# TRECHO SELECIONADO
◆ ◆ ◆ ◆

Simples: Porque não há critérios. Porque não há preocupação com um mínimo grau
de objetividade e respeito à coerência e à integridade do direito (aliás, isso
é obrigação legal – artigo 926 do CPC). Porque sequer se cumpre a objetividade
mínima do texto como ponto de partida limitador de um processo hermenêutico.
Pergunto: O que são a livre apreciação da prova e o livre convencimento se não
argumentos emotivistas (ou coisa desse gênero)? Por isso, envenenar o pinto
pode ser mais eficiente. Um relógio parado também acerta hora duas vezes ao
dia.
Deixemos
o bayesianismo na (e para a) filosofia moral e a lógica. Quero no direito a
preservação de garantias. Quem tem de provar robustamente a culpa do réu é o
Estado. Isso não pode vir de presunções. E nem de probabilidades. E duvido
alguém provar a existência de um fato a partir do Teorema de Bayes.
Além
de tudo, determinadas teorias, analisadas no plano filosófico, constituem-se em
um paradoxo: se estiverem certas, estão erradas, isto é, se estiverem certas, a
filosofia e seus dois mil anos não serviram para nada. Matemos os filósofos.

◆ ◆ ◆ ◆

# MATERIAL FORNECIDO
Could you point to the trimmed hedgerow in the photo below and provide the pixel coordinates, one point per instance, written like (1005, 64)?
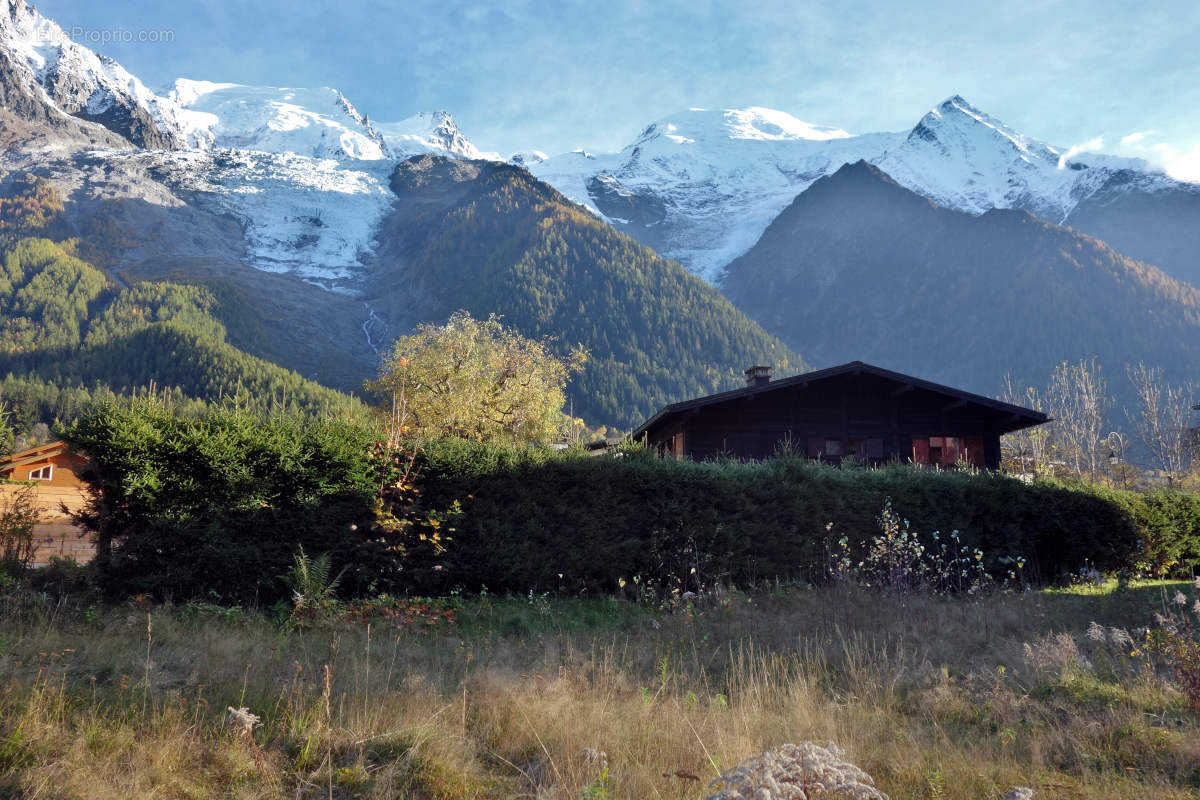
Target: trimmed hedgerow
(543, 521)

◆ ◆ ◆ ◆

# EXERCÍCIOS PROPOSTOS
A: Transcreva todas as frases do trecho que começam com a palavra "Porque".
B: De acordo com o trecho, a quem cabe provar robustamente a culpa do réu?
C: Prossiga o trecho sobre a prova e o bayesianismo no direito a partir da última frase apresentada.
As linhas não têm nenhuma função nas atividades.

# RESPOSTAS DOS EXERCÍCIOS
A:
- Porque não há critérios.
- Porque não há preocupação com um mínimo grau de objetividade e respeito à coerência e à integridade do direito (aliás, isso é obrigação legal – artigo 926 do CPC).
- Porque sequer se cumpre a objetividade mínima do texto como ponto de partida limitador de um processo hermenêutico.

B: Ao Estado.

C:
Matem o cantor e chamem o garçom, diria Fausto Wolff.
Para
encerrar, conto uma historinha bem ao gosto dos realistas retrôs brasileiros
(que são, todos, não cognitivistas morais), com uma advertência – A anedota
abaixo é uma carapuça – ponha-a quem quiser. Quem a conta é o professor Arthur
Ferreira Neto:
“Um
professor alemão, responsável pela disciplina Niilismo, que se enquadra em
qualquer dos não cognitivismos acima, foi indagado por um aluno acerca do
significado de um conceito complexo e um tanto obscuro que estaria ele
apresentando em aula. Respondeu o professor: – não sei a resposta agora; mas,
não se preocupe, porque até amanhã inventarei uma”.
Bingo!
Bem assim se faz na cotidianidade das práticas jurídicas e nas salas de aula de
Pindorama. Como diz a mãe de um amigo meu, nem tudo que parece, é. Mas se é,
parece.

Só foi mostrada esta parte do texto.